**Requirement**
Give back all of the data exactly as written.
*** Opening Extracted records ***
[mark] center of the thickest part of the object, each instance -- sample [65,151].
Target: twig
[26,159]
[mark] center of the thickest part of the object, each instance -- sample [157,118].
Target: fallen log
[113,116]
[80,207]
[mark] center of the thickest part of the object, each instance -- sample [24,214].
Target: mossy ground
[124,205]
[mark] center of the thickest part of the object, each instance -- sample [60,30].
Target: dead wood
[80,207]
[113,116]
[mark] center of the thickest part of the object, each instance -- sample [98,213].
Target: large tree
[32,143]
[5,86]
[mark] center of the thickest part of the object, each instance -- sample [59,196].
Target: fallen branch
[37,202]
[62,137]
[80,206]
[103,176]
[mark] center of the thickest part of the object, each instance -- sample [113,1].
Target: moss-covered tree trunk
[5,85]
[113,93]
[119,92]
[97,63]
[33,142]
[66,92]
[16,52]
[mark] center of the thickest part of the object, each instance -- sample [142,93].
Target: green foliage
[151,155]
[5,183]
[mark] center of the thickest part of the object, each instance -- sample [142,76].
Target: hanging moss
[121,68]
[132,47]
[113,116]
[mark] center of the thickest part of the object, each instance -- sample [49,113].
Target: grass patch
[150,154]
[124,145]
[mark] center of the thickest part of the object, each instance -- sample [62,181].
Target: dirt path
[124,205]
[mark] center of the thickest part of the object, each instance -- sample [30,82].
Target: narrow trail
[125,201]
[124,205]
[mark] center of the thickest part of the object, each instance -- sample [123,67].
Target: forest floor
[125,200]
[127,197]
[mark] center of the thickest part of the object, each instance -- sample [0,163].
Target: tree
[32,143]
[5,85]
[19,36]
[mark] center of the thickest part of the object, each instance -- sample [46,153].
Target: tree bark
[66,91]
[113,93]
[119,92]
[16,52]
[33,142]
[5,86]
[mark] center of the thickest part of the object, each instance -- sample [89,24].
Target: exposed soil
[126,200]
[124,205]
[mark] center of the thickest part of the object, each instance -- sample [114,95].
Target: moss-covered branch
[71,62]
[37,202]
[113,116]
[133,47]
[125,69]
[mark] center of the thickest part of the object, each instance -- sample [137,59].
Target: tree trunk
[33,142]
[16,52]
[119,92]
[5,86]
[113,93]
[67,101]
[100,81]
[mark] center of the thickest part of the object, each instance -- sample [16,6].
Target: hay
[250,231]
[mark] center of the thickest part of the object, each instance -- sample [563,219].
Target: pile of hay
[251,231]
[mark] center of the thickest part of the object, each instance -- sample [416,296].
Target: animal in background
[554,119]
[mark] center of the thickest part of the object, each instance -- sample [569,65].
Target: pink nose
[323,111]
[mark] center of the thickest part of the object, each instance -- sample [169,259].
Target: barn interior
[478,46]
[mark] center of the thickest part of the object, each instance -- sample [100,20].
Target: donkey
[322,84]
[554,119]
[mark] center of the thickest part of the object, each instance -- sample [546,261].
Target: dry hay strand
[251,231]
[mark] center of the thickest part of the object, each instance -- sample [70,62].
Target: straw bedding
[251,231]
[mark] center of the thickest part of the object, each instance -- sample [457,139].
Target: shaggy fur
*** Closing Extracted records ***
**Result**
[mark] center of the thickest part of the object, each instance -- sample [65,151].
Target: twig
[26,159]
[mark] center of the thickest part of the object, each instance -- sample [157,118].
Target: fallen log
[113,116]
[80,207]
[mark] center of the thickest part of the object, each instance -- sample [24,214].
Target: mossy ground
[124,205]
[mark] center of the thickest part of the object, each instance -- sample [60,30].
Target: dead wood
[80,207]
[113,116]
[mark] center of the thickest part of the object, each instance -- sample [98,213].
Target: large tree
[32,143]
[5,86]
[mark] center of the thickest part of the object, each instance -- sample [59,196].
Target: fallen branch
[37,202]
[62,137]
[80,206]
[103,176]
[mark] center of the thickest part of the object, each instance -- sample [113,1].
Target: moss-covered tree trunk
[5,85]
[113,93]
[119,92]
[97,63]
[33,142]
[66,92]
[16,52]
[mark] center of the thickest part of the object, each instance -- sample [142,93].
Target: green foliage
[151,155]
[5,183]
[mark] center of the thickest part of the object, each instance -- sample [142,76].
Target: hanging moss
[121,68]
[132,47]
[113,116]
[mark] center of the thickest part of the object, each instance -- sample [49,113].
Target: grass patch
[150,154]
[124,145]
[mark] center of the thickest part of the object, each instance -- sample [62,181].
Target: dirt path
[124,205]
[mark] center of the thickest part of the object, each instance -- sample [30,82].
Target: narrow trail
[125,201]
[124,205]
[mark] center of the thickest part of the object, each instance -- sample [123,67].
Target: forest floor
[125,200]
[127,197]
[mark] center of the thickest part of the object, each instance -- sample [0,163].
Target: tree
[32,143]
[5,85]
[19,36]
[mark] center of the thickest part of the object, each instance -- sample [46,153].
Target: tree bark
[66,91]
[113,93]
[119,92]
[16,52]
[33,142]
[5,86]
[mark] center of the thickest part of the object, each instance -- sample [89,24].
Target: exposed soil
[126,200]
[124,205]
[mark] center of the thickest part of the object, each instance -- sample [114,95].
Target: moss-covered branch
[71,62]
[37,202]
[113,116]
[133,47]
[125,69]
[mark] center of the thickest part of the object, each instance -- sample [137,59].
Target: tree trunk
[33,142]
[16,52]
[119,92]
[5,86]
[113,93]
[67,101]
[100,81]
[mark] center of the thickest part of the object, each instance -- sample [16,6].
Target: hay
[250,231]
[mark] center of the thickest part of the object, each instance -- sample [563,219].
Target: pile of hay
[251,231]
[mark] center of the thickest part of the object, each instance -- sample [416,296].
Target: animal in background
[554,119]
[mark] center of the thickest part of the object, each instance -- sample [569,65].
Target: pink nose
[323,111]
[mark] center of the thickest part of the object, each instance -- sample [169,259].
Target: barn interior
[478,46]
[mark] center of the thickest part of the object, each instance -- sample [100,20].
Target: donkey
[322,84]
[554,119]
[mark] center of the thickest part of the object, each instance -- sample [546,261].
Target: dry hay strand
[251,231]
[mark] center of the thickest part of the object, each instance -- sample [70,62].
Target: straw bedding
[251,231]
[mark] center of the thickest part of the object, each instance -- sample [457,139].
Target: shaggy fur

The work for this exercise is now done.